## IN COSA CONSISTE
Riscrivi tutto il materiale sostituendo "one pin apiece" con "a single point each" e lasciando invariato tutto il resto. Ometti le immagini dalla risposta.

## Voci di annotazione di punti su immagini
==*==
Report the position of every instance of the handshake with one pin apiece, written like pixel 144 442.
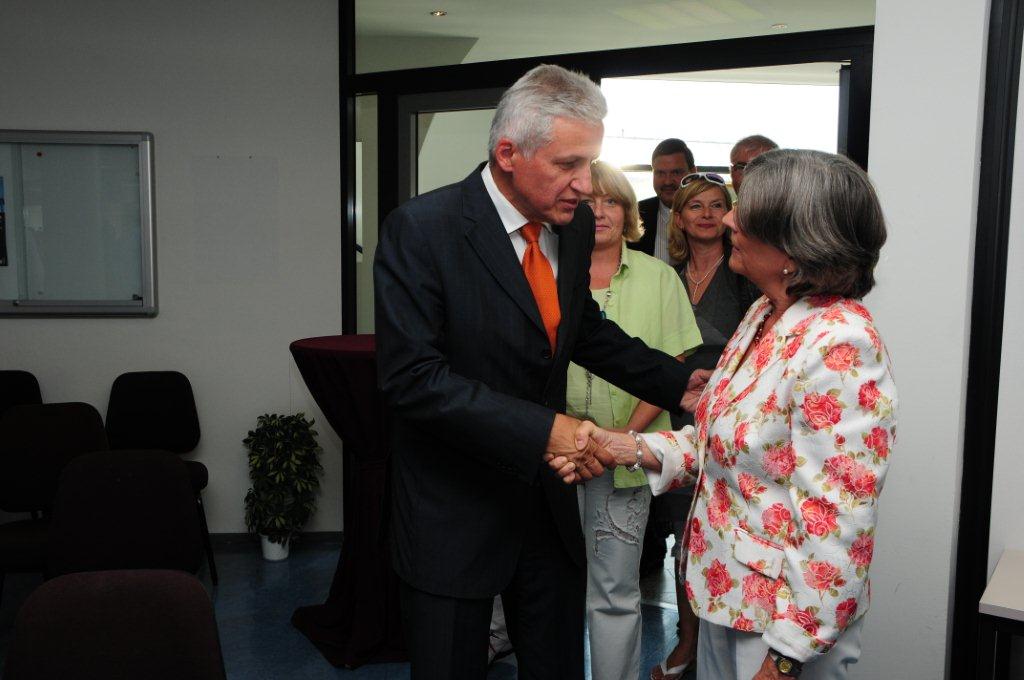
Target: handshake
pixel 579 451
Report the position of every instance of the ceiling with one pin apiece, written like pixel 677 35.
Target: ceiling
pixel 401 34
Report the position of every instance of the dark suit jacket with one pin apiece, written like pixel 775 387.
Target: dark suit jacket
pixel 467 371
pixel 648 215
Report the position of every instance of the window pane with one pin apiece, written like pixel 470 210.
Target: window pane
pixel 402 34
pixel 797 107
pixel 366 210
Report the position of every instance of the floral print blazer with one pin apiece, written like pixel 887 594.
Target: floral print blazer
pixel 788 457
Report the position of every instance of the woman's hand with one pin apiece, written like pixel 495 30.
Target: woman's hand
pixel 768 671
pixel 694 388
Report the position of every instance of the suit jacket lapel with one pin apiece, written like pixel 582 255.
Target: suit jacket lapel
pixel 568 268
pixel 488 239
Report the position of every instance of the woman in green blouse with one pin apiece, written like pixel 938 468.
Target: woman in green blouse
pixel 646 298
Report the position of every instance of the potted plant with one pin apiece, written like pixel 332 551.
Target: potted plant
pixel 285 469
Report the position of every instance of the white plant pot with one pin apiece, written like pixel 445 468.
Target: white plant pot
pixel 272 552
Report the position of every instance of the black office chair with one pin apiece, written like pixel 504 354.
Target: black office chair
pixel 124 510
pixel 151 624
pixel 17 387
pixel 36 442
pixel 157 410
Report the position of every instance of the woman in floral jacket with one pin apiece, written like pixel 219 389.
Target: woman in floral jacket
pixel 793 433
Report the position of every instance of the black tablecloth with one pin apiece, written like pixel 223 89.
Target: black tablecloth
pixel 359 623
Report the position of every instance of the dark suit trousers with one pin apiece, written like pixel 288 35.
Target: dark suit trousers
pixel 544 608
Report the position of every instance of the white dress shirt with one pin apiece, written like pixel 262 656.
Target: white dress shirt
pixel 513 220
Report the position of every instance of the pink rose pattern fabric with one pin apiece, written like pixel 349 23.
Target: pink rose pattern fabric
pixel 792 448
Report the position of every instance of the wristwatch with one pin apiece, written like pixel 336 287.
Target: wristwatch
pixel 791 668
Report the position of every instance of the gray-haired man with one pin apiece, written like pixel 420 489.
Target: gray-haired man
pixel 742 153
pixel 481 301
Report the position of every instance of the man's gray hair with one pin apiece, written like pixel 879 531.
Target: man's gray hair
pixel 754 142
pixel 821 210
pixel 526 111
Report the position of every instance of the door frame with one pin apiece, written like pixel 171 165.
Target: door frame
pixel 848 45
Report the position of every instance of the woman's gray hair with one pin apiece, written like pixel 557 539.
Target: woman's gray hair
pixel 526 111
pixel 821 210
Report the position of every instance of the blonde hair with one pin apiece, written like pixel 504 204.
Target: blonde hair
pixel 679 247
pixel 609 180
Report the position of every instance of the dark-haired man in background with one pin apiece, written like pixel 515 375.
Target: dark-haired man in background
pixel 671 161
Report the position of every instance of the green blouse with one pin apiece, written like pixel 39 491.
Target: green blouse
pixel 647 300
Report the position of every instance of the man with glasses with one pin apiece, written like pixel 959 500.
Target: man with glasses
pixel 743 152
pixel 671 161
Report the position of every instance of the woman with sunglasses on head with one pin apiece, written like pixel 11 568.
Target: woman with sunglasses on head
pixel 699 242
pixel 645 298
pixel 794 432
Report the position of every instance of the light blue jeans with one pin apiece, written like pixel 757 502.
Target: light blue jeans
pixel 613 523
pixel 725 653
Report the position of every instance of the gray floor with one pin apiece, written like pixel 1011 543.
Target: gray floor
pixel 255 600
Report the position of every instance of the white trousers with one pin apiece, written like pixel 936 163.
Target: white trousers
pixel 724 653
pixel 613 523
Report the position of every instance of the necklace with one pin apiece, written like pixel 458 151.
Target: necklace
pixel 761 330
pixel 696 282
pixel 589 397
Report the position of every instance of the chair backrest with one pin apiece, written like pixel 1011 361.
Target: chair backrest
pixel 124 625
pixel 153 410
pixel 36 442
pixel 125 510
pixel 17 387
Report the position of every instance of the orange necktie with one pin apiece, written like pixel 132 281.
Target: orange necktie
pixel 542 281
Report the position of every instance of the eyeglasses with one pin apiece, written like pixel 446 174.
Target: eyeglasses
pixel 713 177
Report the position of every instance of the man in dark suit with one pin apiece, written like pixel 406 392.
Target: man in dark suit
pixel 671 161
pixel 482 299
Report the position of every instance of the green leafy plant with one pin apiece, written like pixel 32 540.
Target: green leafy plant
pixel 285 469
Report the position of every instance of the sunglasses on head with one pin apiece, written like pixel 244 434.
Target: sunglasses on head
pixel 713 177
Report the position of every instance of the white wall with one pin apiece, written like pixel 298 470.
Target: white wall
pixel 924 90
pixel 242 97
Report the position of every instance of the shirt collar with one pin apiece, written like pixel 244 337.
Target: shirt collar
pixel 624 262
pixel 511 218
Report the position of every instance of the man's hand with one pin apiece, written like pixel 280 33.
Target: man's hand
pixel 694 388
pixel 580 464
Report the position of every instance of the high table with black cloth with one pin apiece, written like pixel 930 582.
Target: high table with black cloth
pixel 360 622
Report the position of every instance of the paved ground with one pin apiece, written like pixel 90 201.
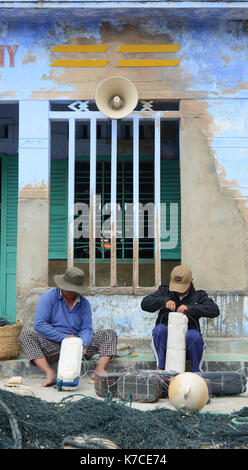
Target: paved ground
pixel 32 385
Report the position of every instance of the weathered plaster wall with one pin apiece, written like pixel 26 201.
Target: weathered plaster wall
==*==
## SOLUZIONE DELL'ESERCIZIO
Report the position of every instance of the handshake with a single point each, written like pixel 144 442.
Target: handshake
pixel 579 451
Report the position of every instance of the ceiling with a single point each, written like pixel 677 35.
Target: ceiling
pixel 401 34
Report the position of every instance of the dark suit jacket with a single point each, written like pixel 775 387.
Target: dark suit jacket
pixel 467 371
pixel 648 215
Report the position of every instance of the window pane with a single point each, written like pixel 470 210.
Target: window pane
pixel 402 34
pixel 797 107
pixel 366 210
Report the position of every instance of the floral print blazer with a single point each, written like pixel 887 594.
Target: floral print blazer
pixel 788 457
Report the position of every instance of the woman's hand with a single point each, written like pixel 495 30.
Target: woman's hand
pixel 768 671
pixel 694 388
Report the position of every instance of the suit jacket lapel with a single point each, written like pixel 582 255.
Target: suit jacket lapel
pixel 568 268
pixel 488 239
Report the position of every instance of the woman in green blouse with a single point each, written like pixel 938 468.
Target: woman in green blouse
pixel 646 298
Report the position of every instance of the potted plant with a single point each, written like pixel 332 551.
Target: potted plant
pixel 285 469
Report the position of every instance of the white plant pot with a single point each, written like pixel 445 468.
Target: white plant pot
pixel 272 552
Report the position of every instance of the black office chair with a single point each, written like pixel 504 354.
Target: black office chair
pixel 124 510
pixel 151 624
pixel 17 387
pixel 36 442
pixel 157 410
Report the position of every instance of the woman in floral jacket with a single point each, written like pixel 219 389.
Target: woman in floral jacket
pixel 793 433
Report the position of every instance of the black tablecloth with a single point each, written like pixel 223 89.
Target: black tablecloth
pixel 359 623
Report the position of every instance of the dark suit trousers with a single point each, written like pixel 288 35.
Target: dark suit trousers
pixel 544 608
Report the position of every instance of the white dress shirt with a single point each, written like pixel 262 656.
Target: white dress shirt
pixel 513 220
Report the position of every instance of the pink rose pattern fabric with a single point each, written like pixel 349 23.
Target: pink rose pattern fabric
pixel 792 448
Report the position of every instance of the wristwatch with a single point each, written like pixel 336 287.
Target: wristwatch
pixel 791 668
Report the position of every instance of the gray-haired man with a single point each, written like pixel 420 489.
Target: gray-haired man
pixel 742 153
pixel 481 301
Report the position of every instance of the man's gray hair with a single point each, written like pixel 879 531.
Target: man's gray hair
pixel 754 142
pixel 821 210
pixel 526 111
Report the position of every instance of the door frame with a single point each, written like pixel 171 165.
Target: door frame
pixel 848 45
Report the position of every instance of the woman's gray hair with a single point each, written like pixel 557 539.
Target: woman's gray hair
pixel 526 111
pixel 821 210
Report the position of every instance of the blonde hair with a single point each, written like pixel 504 204.
Target: blonde hair
pixel 679 247
pixel 609 180
Report the position of every instance of the dark-haired man in background with a single point each, written like pixel 515 375.
Target: dark-haired man in background
pixel 671 161
Report the position of every instance of the green blouse with a single point each, written like pixel 39 491.
Target: green blouse
pixel 647 300
Report the position of every instance of the man with glasses with a single point each, written like pixel 959 500.
Target: man with glasses
pixel 743 152
pixel 671 161
Report the position of every instance of the woman with sunglasses on head with a single point each, written like pixel 11 568.
Target: woman with sunglasses on head
pixel 699 242
pixel 645 298
pixel 794 432
Report the position of every instance of the light blue jeans with a single point each, written like pixel 757 502.
Target: light blue jeans
pixel 613 523
pixel 725 653
Report the position of every instance of the gray floor with a single point each, written like pixel 1011 543.
Target: gray floor
pixel 255 600
Report the position of every instance of the white trousers with a single point each, written like pixel 936 163.
Target: white trousers
pixel 724 653
pixel 613 523
Report the position of every instance of the necklace with a single point each, written like pixel 458 151.
Target: necklace
pixel 761 330
pixel 696 282
pixel 589 397
Report the position of every instance of the chair backrest with a single point each, written like pixel 1011 361.
Target: chair backrest
pixel 124 625
pixel 153 410
pixel 36 442
pixel 125 510
pixel 17 387
Report the position of every instance of the orange necktie with a single point each, written like pixel 132 281.
Target: orange necktie
pixel 542 281
Report the position of every instance of the eyeglasses with a single point each, written like pixel 446 174.
Target: eyeglasses
pixel 713 177
Report the position of every instance of the man in dark suit with a single point each, written like pixel 406 392.
Target: man in dark suit
pixel 671 161
pixel 482 299
Report the position of every instance of the green leafy plant with a single point each, written like pixel 32 540.
Target: green leafy plant
pixel 285 469
Report the position of every instance of the sunglasses on head with a single point each, written like pixel 244 434.
Target: sunglasses on head
pixel 713 177
Report the position of every instance of the white wall with a single point each, written like pixel 298 470.
Target: white wall
pixel 924 90
pixel 242 97
Report the position of every instance of the shirt collar with a single point each, written like pixel 244 337.
Target: shirt collar
pixel 624 262
pixel 511 218
Report the position of every instance of the man's hand with a single point each, written like pixel 280 33.
Target: man's hand
pixel 694 388
pixel 580 464
Report the position of every instance of the high table with black cloth with a single point each, written like pixel 930 582.
Target: high table with black cloth
pixel 360 622
Report the position of every instance of the paved ground with a single point each, written like pixel 90 201.
Target: paved ground
pixel 32 385
Report the position of every instance of the weathered plaster wall with a single point each, written like pixel 26 201.
Target: weathered plaster wall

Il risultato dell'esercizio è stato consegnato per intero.